STATED TASK →
Repeat every record below exactly as it appears.

SOURCE DATA →
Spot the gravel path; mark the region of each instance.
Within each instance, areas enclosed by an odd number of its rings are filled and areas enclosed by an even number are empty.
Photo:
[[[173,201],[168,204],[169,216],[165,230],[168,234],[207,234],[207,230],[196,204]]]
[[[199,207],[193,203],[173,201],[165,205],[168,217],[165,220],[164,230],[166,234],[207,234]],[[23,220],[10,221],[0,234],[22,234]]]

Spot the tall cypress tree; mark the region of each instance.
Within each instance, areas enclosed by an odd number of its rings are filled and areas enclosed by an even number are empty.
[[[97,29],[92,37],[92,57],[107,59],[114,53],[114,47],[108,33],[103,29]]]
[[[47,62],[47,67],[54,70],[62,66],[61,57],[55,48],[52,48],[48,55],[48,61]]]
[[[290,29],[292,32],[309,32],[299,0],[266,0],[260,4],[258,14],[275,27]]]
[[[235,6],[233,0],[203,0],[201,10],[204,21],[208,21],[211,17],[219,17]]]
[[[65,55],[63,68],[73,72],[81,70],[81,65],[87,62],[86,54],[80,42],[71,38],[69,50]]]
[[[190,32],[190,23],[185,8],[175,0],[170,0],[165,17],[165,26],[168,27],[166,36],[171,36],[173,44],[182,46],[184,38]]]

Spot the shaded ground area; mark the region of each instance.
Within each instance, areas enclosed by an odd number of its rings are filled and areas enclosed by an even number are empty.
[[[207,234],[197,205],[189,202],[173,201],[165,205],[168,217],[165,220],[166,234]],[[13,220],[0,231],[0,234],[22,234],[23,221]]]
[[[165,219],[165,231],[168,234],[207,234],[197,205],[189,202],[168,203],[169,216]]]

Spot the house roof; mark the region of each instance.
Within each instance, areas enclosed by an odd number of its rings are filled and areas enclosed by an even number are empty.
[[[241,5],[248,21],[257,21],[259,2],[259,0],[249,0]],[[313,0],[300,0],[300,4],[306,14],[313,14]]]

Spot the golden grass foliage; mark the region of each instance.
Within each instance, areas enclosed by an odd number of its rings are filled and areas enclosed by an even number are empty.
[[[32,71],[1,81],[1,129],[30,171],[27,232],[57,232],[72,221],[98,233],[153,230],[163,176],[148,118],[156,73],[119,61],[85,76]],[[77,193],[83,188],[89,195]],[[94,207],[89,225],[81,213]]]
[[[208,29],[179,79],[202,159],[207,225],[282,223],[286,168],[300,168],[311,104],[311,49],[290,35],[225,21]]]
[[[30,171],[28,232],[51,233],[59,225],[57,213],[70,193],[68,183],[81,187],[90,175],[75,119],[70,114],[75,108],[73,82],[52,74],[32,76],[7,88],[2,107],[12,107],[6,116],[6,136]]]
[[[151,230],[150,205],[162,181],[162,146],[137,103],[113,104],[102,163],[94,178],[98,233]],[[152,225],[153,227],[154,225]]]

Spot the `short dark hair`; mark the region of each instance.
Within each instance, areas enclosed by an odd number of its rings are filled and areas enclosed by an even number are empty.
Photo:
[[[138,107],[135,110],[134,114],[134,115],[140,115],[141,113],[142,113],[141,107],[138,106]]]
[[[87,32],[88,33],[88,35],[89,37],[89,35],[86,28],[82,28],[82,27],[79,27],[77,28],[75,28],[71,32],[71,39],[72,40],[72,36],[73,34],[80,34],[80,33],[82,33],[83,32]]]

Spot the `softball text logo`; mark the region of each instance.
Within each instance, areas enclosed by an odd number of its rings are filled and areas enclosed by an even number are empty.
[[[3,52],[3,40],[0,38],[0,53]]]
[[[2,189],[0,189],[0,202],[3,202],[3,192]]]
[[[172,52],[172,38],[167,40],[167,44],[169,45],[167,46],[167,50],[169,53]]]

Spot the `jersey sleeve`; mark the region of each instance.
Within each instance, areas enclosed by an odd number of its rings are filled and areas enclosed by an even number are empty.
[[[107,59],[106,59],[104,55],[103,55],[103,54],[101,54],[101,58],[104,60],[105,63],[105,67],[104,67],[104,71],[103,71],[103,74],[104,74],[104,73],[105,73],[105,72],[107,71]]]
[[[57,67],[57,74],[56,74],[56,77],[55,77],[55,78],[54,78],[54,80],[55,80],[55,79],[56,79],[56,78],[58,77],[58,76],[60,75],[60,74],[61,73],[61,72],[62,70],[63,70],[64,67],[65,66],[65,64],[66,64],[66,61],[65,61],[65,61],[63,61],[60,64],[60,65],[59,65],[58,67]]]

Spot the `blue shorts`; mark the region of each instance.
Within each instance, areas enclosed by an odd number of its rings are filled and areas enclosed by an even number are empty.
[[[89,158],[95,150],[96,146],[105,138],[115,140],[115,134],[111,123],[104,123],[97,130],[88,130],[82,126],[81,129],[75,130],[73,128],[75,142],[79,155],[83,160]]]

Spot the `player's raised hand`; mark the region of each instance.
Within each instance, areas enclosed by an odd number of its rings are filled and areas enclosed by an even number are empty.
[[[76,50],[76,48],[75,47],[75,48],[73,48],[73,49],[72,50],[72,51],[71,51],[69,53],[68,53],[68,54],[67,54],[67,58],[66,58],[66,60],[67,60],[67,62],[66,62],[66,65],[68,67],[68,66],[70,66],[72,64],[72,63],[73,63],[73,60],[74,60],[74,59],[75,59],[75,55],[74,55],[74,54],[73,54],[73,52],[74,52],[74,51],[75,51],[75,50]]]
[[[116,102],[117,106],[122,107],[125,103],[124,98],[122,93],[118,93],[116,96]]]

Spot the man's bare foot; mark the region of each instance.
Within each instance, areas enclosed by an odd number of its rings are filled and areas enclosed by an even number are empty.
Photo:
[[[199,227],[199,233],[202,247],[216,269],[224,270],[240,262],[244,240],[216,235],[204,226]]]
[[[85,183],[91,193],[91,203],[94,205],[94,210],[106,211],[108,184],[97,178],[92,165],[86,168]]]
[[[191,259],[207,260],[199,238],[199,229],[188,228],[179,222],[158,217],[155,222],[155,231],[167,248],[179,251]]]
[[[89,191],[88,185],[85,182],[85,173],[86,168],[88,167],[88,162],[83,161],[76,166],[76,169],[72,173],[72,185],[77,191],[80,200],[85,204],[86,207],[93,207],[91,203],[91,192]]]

COMPLETE ANSWER →
Spot the gravel path; mark the region of each instance.
Within each instance, areas enclosed by an odd number of its rings are filled and areas enclosed by an even number are empty.
Photo:
[[[173,201],[168,204],[169,216],[165,230],[168,234],[207,234],[207,230],[196,204]]]
[[[199,207],[193,203],[173,201],[165,205],[168,217],[165,220],[164,230],[166,234],[207,234]],[[23,220],[10,221],[0,234],[22,234]]]

Spot the tall cypress tree; mark the region of each instance.
Within each instance, areas enclosed by an odd number of its rings are filled and areas enclosed by an even number are empty.
[[[97,29],[92,37],[92,57],[107,59],[114,53],[114,47],[108,33],[103,29]]]
[[[47,62],[47,67],[54,70],[62,66],[61,57],[55,48],[52,48],[48,55],[48,61]]]
[[[290,29],[292,32],[309,32],[299,0],[266,0],[260,4],[258,14],[275,27]]]
[[[235,6],[233,0],[203,0],[201,10],[204,21],[208,21],[211,17],[219,17]]]
[[[65,55],[63,68],[73,72],[81,70],[81,65],[87,62],[86,54],[80,42],[71,38],[69,50]]]
[[[190,32],[190,23],[185,8],[175,0],[170,0],[165,17],[165,26],[168,27],[166,36],[171,36],[173,44],[182,46],[184,38]]]

Spot the shaded ground area; mark the region of each instance.
Within each instance, areas enclosed by an odd number of its rings are filled and areas enclosed by an even number are empty.
[[[207,234],[197,205],[189,202],[173,201],[165,205],[168,217],[165,220],[166,234]],[[13,220],[0,231],[0,234],[22,234],[23,221]]]
[[[165,219],[165,231],[168,234],[207,234],[197,205],[189,202],[168,203],[169,216]]]

Spot the house roof; mark the region of each instance.
Within each instance, areas enclosed by an odd number of its rings are filled and areas enclosed by an even number are empty.
[[[241,5],[248,21],[257,21],[259,2],[259,0],[249,0]],[[313,0],[300,0],[300,4],[306,14],[313,14]]]

Spot the golden grass foliage; mark the region of each instance.
Within each instance, areas enclosed by an odd number of its rings are filled and areas enclosed by an even number are empty.
[[[32,71],[1,81],[1,129],[30,171],[27,232],[57,232],[72,221],[98,233],[153,230],[163,176],[148,118],[156,73],[119,61],[85,76]],[[77,193],[83,188],[89,195]],[[94,207],[89,225],[81,213]]]
[[[208,29],[179,79],[202,159],[207,225],[282,223],[286,168],[300,168],[311,104],[311,49],[290,35],[225,21]]]
[[[30,171],[28,232],[51,233],[59,225],[57,213],[70,193],[68,183],[81,187],[90,175],[75,119],[70,114],[75,108],[73,82],[52,74],[32,76],[7,88],[2,107],[12,107],[6,116],[6,136]]]
[[[151,230],[150,205],[162,181],[162,146],[137,103],[113,104],[102,163],[94,178],[98,233]],[[152,225],[153,227],[154,225]]]

Spot the `short dark hair`; mark the region of each instance.
Within each instance, areas enclosed by an odd number of its rings are filled and areas enclosed by an even number are empty.
Photo:
[[[138,107],[135,110],[134,114],[134,115],[140,115],[141,113],[142,113],[141,107],[138,106]]]
[[[87,32],[88,33],[88,35],[89,37],[89,35],[86,28],[82,28],[82,27],[79,27],[77,28],[75,28],[71,32],[71,39],[72,40],[72,36],[73,34],[80,34],[80,33],[82,33],[83,32]]]

Spot the `softball text logo`; mark the region of each instance.
Within each instance, areas enclosed by an odd number of its rings are filled and areas enclosed by an even number are empty.
[[[3,52],[3,40],[0,38],[0,53]]]
[[[2,189],[0,189],[0,202],[3,202],[3,192]]]
[[[172,52],[172,38],[167,40],[167,44],[169,45],[167,46],[167,50],[169,53]]]

Spot the `jersey sleeve`; mark the region of each instance.
Within each instance, areas enclosed by an odd number of its rings are filled and areas enclosed by an even number are empty.
[[[107,59],[106,59],[104,55],[103,55],[103,54],[101,54],[101,58],[104,60],[105,63],[105,67],[104,67],[104,71],[103,71],[103,74],[104,74],[104,73],[105,73],[105,72],[107,71]]]
[[[57,67],[57,74],[56,74],[56,77],[55,77],[55,78],[54,78],[54,80],[55,80],[55,79],[56,79],[56,78],[58,77],[58,76],[60,75],[60,74],[61,73],[61,72],[62,70],[63,70],[64,67],[65,66],[65,64],[66,64],[66,61],[65,61],[65,61],[63,61],[60,64],[60,65],[59,65],[58,67]]]

Spot the `blue shorts`; mark the region of each instance.
Within each instance, areas enclosed by an odd number of its rings are filled and areas enclosed by an even number are empty.
[[[89,158],[95,150],[96,146],[105,138],[115,140],[115,134],[111,123],[104,123],[97,130],[88,130],[82,126],[81,129],[75,130],[73,128],[75,142],[79,155],[83,160]]]

Spot the `player's raised hand`; mark the region of each instance.
Within each instance, areas enclosed by an odd number of its rings are filled and areas enclosed by an even number are empty.
[[[76,50],[76,48],[75,47],[75,48],[73,48],[73,49],[72,50],[72,51],[71,51],[69,53],[68,53],[68,54],[67,54],[67,58],[66,58],[66,60],[67,60],[67,62],[66,62],[66,65],[68,67],[68,66],[70,66],[72,64],[72,63],[73,63],[73,60],[74,60],[74,59],[75,59],[75,55],[74,55],[74,54],[73,54],[73,52],[74,52],[74,51],[75,51],[75,50]]]
[[[116,102],[117,106],[122,107],[125,103],[124,98],[122,93],[118,93],[116,96]]]

Spot the man's bare foot; mark the region of each instance.
Within each instance, areas enclosed by an odd number of its rings are filled and areas enclosed by an even number are empty.
Photo:
[[[199,227],[199,233],[202,247],[216,269],[224,270],[240,262],[244,240],[216,235],[204,226]]]
[[[85,183],[91,193],[91,203],[94,205],[94,210],[106,211],[108,184],[97,178],[92,165],[86,168]]]
[[[191,259],[207,260],[199,238],[199,229],[188,228],[179,222],[158,217],[155,222],[155,231],[167,248],[179,251]]]
[[[89,191],[88,185],[85,182],[85,173],[86,168],[88,167],[88,162],[83,161],[76,166],[76,169],[72,173],[72,185],[77,191],[80,200],[85,204],[86,207],[93,207],[91,203],[91,192]]]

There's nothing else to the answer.